● **Material shown**:

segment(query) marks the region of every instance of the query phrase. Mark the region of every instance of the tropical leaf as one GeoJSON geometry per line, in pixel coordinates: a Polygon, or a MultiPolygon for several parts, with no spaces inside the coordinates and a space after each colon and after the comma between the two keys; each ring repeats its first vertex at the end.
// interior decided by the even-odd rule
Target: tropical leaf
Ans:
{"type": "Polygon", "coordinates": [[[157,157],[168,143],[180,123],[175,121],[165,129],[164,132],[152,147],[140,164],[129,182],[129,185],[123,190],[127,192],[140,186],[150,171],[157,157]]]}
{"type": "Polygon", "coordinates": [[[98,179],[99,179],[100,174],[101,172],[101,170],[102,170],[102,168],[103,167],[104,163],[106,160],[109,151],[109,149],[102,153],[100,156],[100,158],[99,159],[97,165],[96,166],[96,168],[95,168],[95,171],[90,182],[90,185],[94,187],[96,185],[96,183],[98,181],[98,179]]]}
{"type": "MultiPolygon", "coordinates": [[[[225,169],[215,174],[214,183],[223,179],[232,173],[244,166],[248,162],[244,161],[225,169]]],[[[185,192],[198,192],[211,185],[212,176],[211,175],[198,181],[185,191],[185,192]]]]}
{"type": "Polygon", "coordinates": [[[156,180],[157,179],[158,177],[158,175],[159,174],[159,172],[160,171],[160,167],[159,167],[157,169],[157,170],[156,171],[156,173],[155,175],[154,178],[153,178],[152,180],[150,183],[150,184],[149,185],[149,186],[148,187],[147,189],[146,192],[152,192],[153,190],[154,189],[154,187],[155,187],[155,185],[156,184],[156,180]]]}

● **Task goal**: Return every line above without changing a single character.

● **Written answer**:
segment(query) marks the region of every instance of the query phrase. Mark the region of every instance of the tropical leaf as one GeoJSON geometry per line, in pixel coordinates: a Polygon, or a MultiPolygon for several parts, with no spaces inside the coordinates and a space after each colon and after the comma between the two keys; each ring repeats its first vertex at the end.
// interior decided by the even-odd rule
Target: tropical leaf
Ans:
{"type": "Polygon", "coordinates": [[[157,157],[168,143],[180,123],[175,121],[165,129],[164,132],[152,147],[140,164],[129,182],[129,185],[123,190],[127,192],[140,186],[150,171],[157,157]]]}
{"type": "Polygon", "coordinates": [[[98,179],[99,179],[100,174],[101,172],[101,170],[102,170],[102,168],[103,167],[104,163],[106,160],[109,151],[109,149],[102,153],[100,156],[100,158],[99,159],[97,165],[96,166],[96,168],[95,168],[95,171],[90,182],[90,185],[94,187],[96,185],[96,183],[98,181],[98,179]]]}
{"type": "MultiPolygon", "coordinates": [[[[225,169],[215,174],[214,183],[223,179],[232,173],[244,166],[248,162],[244,161],[225,169]]],[[[185,192],[198,192],[211,185],[212,176],[211,175],[198,181],[185,191],[185,192]]]]}
{"type": "Polygon", "coordinates": [[[156,180],[157,179],[158,177],[158,175],[159,174],[159,172],[160,171],[160,167],[159,167],[157,169],[157,170],[156,171],[156,173],[155,175],[154,178],[153,178],[152,180],[150,183],[150,184],[149,185],[149,186],[148,187],[147,189],[146,192],[152,192],[153,190],[154,189],[154,187],[155,187],[155,185],[156,184],[156,180]]]}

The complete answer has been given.